◆ **How to complete this task**
Give all the data again exactly.

◆ **Exercise data**
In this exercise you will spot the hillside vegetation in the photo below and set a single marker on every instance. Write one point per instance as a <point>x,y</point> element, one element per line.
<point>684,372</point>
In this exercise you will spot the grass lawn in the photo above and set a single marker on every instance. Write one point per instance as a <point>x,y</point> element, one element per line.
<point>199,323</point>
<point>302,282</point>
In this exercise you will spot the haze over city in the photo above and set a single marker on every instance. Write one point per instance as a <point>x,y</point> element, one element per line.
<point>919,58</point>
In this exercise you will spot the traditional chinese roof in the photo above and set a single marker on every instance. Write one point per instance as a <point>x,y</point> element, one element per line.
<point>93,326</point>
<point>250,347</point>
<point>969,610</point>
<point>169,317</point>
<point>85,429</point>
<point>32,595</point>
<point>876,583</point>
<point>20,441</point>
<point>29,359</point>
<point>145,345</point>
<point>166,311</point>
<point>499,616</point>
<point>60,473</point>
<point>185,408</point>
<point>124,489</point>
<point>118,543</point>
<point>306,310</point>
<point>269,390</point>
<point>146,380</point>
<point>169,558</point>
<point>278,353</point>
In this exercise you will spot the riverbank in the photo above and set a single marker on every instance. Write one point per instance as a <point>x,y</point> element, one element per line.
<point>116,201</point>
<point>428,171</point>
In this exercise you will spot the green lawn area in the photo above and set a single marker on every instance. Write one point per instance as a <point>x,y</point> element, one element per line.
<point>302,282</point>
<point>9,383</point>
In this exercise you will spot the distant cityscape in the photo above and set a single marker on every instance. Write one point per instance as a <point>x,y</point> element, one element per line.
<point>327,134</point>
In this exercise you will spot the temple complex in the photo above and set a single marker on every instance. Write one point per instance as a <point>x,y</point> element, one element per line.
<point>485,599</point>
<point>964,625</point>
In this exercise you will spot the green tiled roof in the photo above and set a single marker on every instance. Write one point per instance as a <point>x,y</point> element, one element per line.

◆ **Exercise result**
In this exercise you will spot the hillside vegetation in the photo below and set a single marker on every instance. Write one point per instance as a <point>x,y</point> element, one element per line.
<point>684,372</point>
In this exercise you will spot the grass lawn in the photo above and set a single marker on every instance. Write one point per instance as a <point>x,y</point> element, one element per line.
<point>199,323</point>
<point>302,282</point>
In this exercise you will spot the haze over city in the photo above and set a single marker on every instance. Write one point per instance as a <point>x,y</point> element, one element per line.
<point>919,58</point>
In this exercise you will spot the traditional chinese roof in the photo above and set a single marker on every instance. Write one point per instance as a <point>x,y</point> element, one element per line.
<point>93,326</point>
<point>250,347</point>
<point>969,610</point>
<point>169,317</point>
<point>85,429</point>
<point>32,595</point>
<point>876,583</point>
<point>20,441</point>
<point>29,359</point>
<point>145,345</point>
<point>166,311</point>
<point>499,616</point>
<point>60,473</point>
<point>185,408</point>
<point>124,489</point>
<point>118,543</point>
<point>306,310</point>
<point>269,390</point>
<point>146,380</point>
<point>169,558</point>
<point>278,353</point>
In this exercise you will spot the riverbank in the photo above and set a single marker on every instance. Write one point per instance as a <point>x,y</point> element, one element per line.
<point>116,201</point>
<point>428,171</point>
In this exercise you will spot the green lawn area in the photo above and set a single marker on every instance. Write one point per instance as a <point>x,y</point> element, one element per line.
<point>302,282</point>
<point>9,383</point>
In this exercise you will spot the distant cityscape in the photo above and set a single marker on every instance. Write one point per instance as a <point>x,y</point> element, one element per line.
<point>327,134</point>
In this exercise you will spot the temple complex in the photo above and set a single marker on every instance. Write one point per instance as a <point>x,y</point> element, one element per line.
<point>485,599</point>
<point>964,625</point>
In this exercise you will spot the green tiled roof in the photo above and set a single marker on every instance. Write one point per instance as a <point>x,y</point> element, one element per line.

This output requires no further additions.